Study questions
A. Copy out the passage of the chicken fingers post between "Basics: Oven-Fried Chicken" and "a good way.", inclusive.
B. Pick up the oven-fried chicken fingers post after its final line and keep writing it.

Supplied text
☆ ☆ ☆ ☆ ☆

June 15, 2010

Basics: Oven-Fried Chicken Fingers

Another installment of our (very) occasional series on basics, staple recipes every cook should have in their arsenal.

It's been a while since my last McNugget or dino-shaped "Now with more cardboard!"finger food. Atlanta's favorite chikin eating cows reign supreme, delivering us from bland, dry chicken bricks but unfortunately causing a heated nuggets vs. strips debate. Today, I prove that we can leave all that mess behind and shake n' bake our way to healthy, scrumptious fingers of chicken. Because the only dinosaur-shaped food I plan on eating is genetically reconstituted pterodactyl.

These succulent and healthy fingers comes from a cookbook entirely devoted to chicken, which also just happens to SMELL like chicken. In a good way.

This recipe is the only reason we have a box of corn flakes. It's been going strong for over two years.

BONUS: They travel quite well, and are known for making frequent picnic and Screen on the Green appearances.

Oven-Fried Chicken Fingers
Adapted from Cooking Light Chicken

1 1/2 pounds boneless chicken breast, sliced into finger
1 cup milk (optional: low-fat buttermilk)

☆ ☆ ☆ ☆ ☆

Dataset content
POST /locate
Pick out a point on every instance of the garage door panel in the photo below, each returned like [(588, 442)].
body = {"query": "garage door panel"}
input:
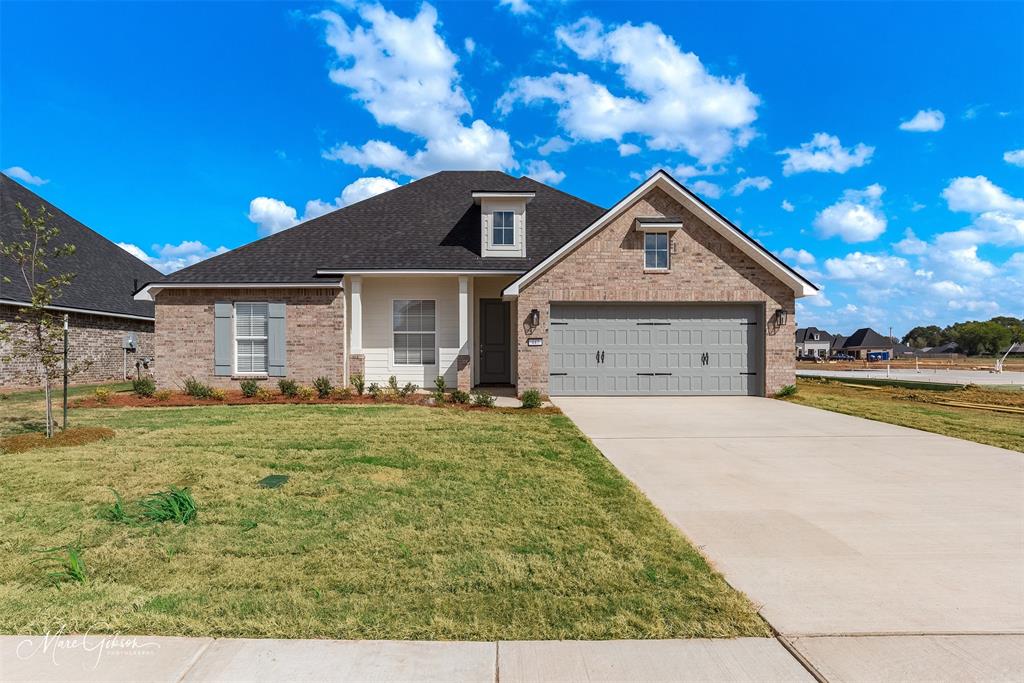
[(654, 349)]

☆ ☆ ☆ ☆ ☆

Answers to the exercises
A.
Basics: Oven-Fried Chicken Fingers

Another installment of our (very) occasional series on basics, staple recipes every cook should have in their arsenal.

It's been a while since my last McNugget or dino-shaped "Now with more cardboard!"finger food. Atlanta's favorite chikin eating cows reign supreme, delivering us from bland, dry chicken bricks but unfortunately causing a heated nuggets vs. strips debate. Today, I prove that we can leave all that mess behind and shake n' bake our way to healthy, scrumptious fingers of chicken. Because the only dinosaur-shaped food I plan on eating is genetically reconstituted pterodactyl.

These succulent and healthy fingers comes from a cookbook entirely devoted to chicken, which also just happens to SMELL like chicken. In a good way.

B.
1 1/2 cups corn flakes
1/2 cup seasoned breadcrumbs
1 teaspoon dried thyme
1 teaspoon paprika
pepper
1 tablespoon canola oil

1. Pour milk over chicken pieces in a bowl. Cover and chill for at least 10 minutes. In big zip-top plastic bag, crush corn flakes. Add bread crumbs, thyme, paprika and a few grinds of fresh black pepper.

2. Preheat oven to 400°. Spread oil evenly on a jelly roll pan.

3. Drain the milk from the chicken. Pop three or four pieces in the coating bag and shake to coat. Repeat with remaining chicken, arranging fingers on the pan in a single layer as you go.

4. Bake fingers for five minutes, then turn and bake five minutes on the other side. Serve with simple honey mustard. Lick fingers clean.


Honey Mustard

Honey
Mustard [whole grain, spicy brown or variety of your choice]

1. Mix

3 comments:

Claire Watkins, ASID allied said...

A variation of this recipe has become a staple for me! I use it with pork chops, too. Great photography! and uhm that strawberry, chocolate thing down there...that is going to be my new staple.

DawleyPardon said...

Yummy this looks great! I like your blog. I will definitely come again!

Rachel @ MWF Seeking BFF said...

These sound glorious. I often make a fiber-one coated version, but any weight-watcher friendly chicken finger I can find has my vote!

Though, for the record, no book to smell like chicken In. A. Good. Way. Just not possible. But still, sounds delish.